» **What to produce**:
Rewrite the lines below as a numbered list with blank lines omitted, starting at the line that contains "Reviewer check: every instance of the white dress" and ending at the last line of the entries.

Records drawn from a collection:
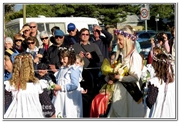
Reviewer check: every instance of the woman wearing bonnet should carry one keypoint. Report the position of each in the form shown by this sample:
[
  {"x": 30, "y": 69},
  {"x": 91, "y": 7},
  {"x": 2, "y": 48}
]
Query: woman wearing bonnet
[{"x": 127, "y": 98}]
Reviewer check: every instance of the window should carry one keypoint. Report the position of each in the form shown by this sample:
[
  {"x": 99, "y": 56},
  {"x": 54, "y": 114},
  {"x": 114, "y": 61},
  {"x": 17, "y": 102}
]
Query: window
[
  {"x": 41, "y": 26},
  {"x": 13, "y": 28},
  {"x": 90, "y": 27},
  {"x": 49, "y": 26}
]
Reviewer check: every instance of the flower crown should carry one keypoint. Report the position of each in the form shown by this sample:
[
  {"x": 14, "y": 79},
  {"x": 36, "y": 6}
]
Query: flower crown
[
  {"x": 165, "y": 61},
  {"x": 65, "y": 49},
  {"x": 125, "y": 34}
]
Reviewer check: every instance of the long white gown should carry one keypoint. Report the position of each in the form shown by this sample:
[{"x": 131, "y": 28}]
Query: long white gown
[
  {"x": 123, "y": 105},
  {"x": 25, "y": 103},
  {"x": 68, "y": 103}
]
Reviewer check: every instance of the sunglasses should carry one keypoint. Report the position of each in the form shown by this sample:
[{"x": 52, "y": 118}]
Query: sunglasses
[
  {"x": 18, "y": 40},
  {"x": 44, "y": 38},
  {"x": 27, "y": 30},
  {"x": 83, "y": 34},
  {"x": 30, "y": 43},
  {"x": 58, "y": 37},
  {"x": 32, "y": 26},
  {"x": 70, "y": 31}
]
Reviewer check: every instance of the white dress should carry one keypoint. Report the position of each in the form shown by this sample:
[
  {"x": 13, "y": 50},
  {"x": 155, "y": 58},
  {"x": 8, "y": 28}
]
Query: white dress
[
  {"x": 163, "y": 108},
  {"x": 68, "y": 102},
  {"x": 25, "y": 103},
  {"x": 123, "y": 105}
]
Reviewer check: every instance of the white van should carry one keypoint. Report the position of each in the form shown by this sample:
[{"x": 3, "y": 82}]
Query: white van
[{"x": 46, "y": 23}]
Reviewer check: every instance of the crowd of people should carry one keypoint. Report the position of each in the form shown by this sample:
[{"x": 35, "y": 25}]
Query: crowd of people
[{"x": 79, "y": 76}]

» **Expected answer**:
1. Reviewer check: every instance of the white dress should carry one keypoint. Report the position of each in the form shown by this sample:
2. [
3.   {"x": 13, "y": 50},
4.   {"x": 155, "y": 58},
5.   {"x": 8, "y": 28}
6. ]
7. Query: white dress
8. [
9.   {"x": 163, "y": 108},
10.   {"x": 68, "y": 102},
11.   {"x": 25, "y": 103},
12.   {"x": 123, "y": 105}
13. ]
14. Reviewer check: every instance of the white van should carry one keypoint. Report the position of each in the form shown by this sample:
15. [{"x": 3, "y": 82}]
16. Query: white van
17. [{"x": 46, "y": 23}]
18. Reviewer check: every instance of the crowd of people should carry one keypoint. Report the position of each in the form shown by this sample:
19. [{"x": 35, "y": 25}]
20. Query: crowd of people
21. [{"x": 79, "y": 76}]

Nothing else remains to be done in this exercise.